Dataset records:
★ ★ ★
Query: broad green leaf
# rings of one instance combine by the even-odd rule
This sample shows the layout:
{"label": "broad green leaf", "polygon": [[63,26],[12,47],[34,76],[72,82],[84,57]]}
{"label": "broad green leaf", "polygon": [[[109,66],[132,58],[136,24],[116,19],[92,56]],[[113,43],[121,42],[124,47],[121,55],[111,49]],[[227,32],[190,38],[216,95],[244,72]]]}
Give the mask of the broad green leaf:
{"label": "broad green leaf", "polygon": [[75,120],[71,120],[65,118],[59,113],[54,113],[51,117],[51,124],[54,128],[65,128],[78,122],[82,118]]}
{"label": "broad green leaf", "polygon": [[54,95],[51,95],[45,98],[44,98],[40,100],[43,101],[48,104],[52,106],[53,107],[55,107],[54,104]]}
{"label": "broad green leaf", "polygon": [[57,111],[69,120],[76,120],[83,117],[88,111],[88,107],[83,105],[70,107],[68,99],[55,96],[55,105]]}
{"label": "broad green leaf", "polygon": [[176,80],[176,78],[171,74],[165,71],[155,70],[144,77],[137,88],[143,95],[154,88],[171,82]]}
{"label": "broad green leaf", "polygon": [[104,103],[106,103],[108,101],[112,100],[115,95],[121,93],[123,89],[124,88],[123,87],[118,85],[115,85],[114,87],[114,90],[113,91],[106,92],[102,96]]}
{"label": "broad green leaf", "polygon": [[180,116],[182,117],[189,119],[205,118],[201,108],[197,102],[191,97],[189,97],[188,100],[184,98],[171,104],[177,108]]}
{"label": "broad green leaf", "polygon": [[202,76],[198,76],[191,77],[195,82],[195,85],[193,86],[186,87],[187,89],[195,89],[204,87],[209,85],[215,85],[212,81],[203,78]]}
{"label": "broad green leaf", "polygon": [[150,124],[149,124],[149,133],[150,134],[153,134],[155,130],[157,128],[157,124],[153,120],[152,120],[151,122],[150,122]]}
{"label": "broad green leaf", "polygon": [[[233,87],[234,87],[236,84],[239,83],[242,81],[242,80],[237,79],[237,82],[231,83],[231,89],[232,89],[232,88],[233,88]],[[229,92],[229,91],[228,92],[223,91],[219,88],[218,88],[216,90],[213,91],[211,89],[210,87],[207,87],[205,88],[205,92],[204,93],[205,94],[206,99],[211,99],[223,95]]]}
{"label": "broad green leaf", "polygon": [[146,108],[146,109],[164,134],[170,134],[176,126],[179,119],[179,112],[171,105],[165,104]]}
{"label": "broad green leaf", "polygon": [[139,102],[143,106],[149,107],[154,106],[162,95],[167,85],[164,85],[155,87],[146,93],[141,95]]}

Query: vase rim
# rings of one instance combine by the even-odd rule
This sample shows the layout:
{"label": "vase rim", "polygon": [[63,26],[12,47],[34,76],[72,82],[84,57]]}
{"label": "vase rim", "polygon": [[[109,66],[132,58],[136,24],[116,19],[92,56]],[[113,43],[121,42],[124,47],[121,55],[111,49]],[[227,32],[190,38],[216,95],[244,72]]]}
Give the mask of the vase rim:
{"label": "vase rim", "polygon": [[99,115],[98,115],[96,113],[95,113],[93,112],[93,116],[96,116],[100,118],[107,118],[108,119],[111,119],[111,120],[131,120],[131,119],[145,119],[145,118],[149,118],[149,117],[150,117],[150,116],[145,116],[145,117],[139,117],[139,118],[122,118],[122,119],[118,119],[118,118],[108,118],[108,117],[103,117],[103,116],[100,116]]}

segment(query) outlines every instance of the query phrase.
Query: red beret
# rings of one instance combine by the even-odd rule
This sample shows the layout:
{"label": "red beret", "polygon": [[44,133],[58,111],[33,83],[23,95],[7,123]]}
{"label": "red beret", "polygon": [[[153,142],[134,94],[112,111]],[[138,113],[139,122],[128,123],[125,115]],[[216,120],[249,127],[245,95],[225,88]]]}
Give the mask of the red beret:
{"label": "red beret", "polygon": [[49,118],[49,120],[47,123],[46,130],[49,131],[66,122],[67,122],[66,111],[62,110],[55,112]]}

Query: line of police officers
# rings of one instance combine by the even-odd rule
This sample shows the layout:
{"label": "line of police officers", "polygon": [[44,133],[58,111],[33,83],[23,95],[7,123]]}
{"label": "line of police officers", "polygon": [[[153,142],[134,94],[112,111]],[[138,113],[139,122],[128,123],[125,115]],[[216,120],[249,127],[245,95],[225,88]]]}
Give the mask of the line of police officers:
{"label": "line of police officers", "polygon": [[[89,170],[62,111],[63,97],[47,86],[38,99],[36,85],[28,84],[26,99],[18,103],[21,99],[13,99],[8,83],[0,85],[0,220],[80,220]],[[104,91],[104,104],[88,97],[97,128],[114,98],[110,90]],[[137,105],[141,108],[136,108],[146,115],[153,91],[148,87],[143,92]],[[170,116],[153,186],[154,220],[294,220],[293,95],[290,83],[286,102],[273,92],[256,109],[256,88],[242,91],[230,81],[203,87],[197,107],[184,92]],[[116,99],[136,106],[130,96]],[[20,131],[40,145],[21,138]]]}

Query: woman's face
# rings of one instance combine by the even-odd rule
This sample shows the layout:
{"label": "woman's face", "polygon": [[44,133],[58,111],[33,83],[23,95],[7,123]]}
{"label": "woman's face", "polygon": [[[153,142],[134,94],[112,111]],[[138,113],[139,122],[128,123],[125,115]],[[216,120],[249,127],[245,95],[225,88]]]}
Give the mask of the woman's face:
★ ★ ★
* **GIVEN REQUEST**
Take the line in which "segment(query) outlines every" occurs and each subsequent line through the end; give these lines again without alteration.

* **SOLUTION TO THE EXERCISE**
segment(query) outlines every instance of the query phrase.
Query: red beret
# rings of one instance combine by the even-odd rule
This sample shows the layout:
{"label": "red beret", "polygon": [[44,133],[58,111],[33,83],[23,95],[7,123]]}
{"label": "red beret", "polygon": [[[153,142],[134,94],[112,111]],[[138,113],[139,122],[128,123],[125,115]],[[216,120],[249,127],[245,95],[225,88]]]}
Give the mask of the red beret:
{"label": "red beret", "polygon": [[49,118],[49,120],[47,123],[46,130],[49,131],[66,122],[67,122],[66,111],[62,110],[55,112]]}

Query: line of police officers
# rings of one instance combine by the even-odd rule
This sample shows the layout:
{"label": "line of police officers", "polygon": [[44,133],[58,111],[33,83],[23,95],[7,123]]}
{"label": "line of police officers", "polygon": [[[153,142],[134,94],[112,111]],[[138,113],[139,122],[128,123],[125,115]],[[216,120],[249,127],[245,95],[225,88]]]}
Give the mask of the line of police officers:
{"label": "line of police officers", "polygon": [[[89,170],[62,111],[63,97],[47,86],[38,99],[36,85],[28,84],[26,99],[18,103],[21,99],[13,99],[8,83],[0,85],[0,220],[80,220]],[[104,91],[104,104],[88,97],[97,128],[114,98],[110,90]],[[137,105],[141,108],[136,108],[146,115],[153,91],[148,87],[143,92]],[[170,116],[153,186],[154,220],[294,220],[293,95],[290,83],[286,102],[273,92],[256,109],[256,88],[242,91],[230,81],[203,87],[197,107],[184,92]],[[116,99],[136,106],[130,96]],[[20,131],[40,145],[21,138]]]}

Query: woman's face
# rings of one instance combine by the even-odd rule
This sample shows the layout:
{"label": "woman's face", "polygon": [[44,133],[58,111],[33,83],[23,95],[7,123]]}
{"label": "woman's face", "polygon": [[[153,142],[134,94],[112,111]],[[138,113],[139,122],[128,123],[125,115]],[[216,120],[249,127],[245,95],[225,88]]]}
Give the mask of the woman's face:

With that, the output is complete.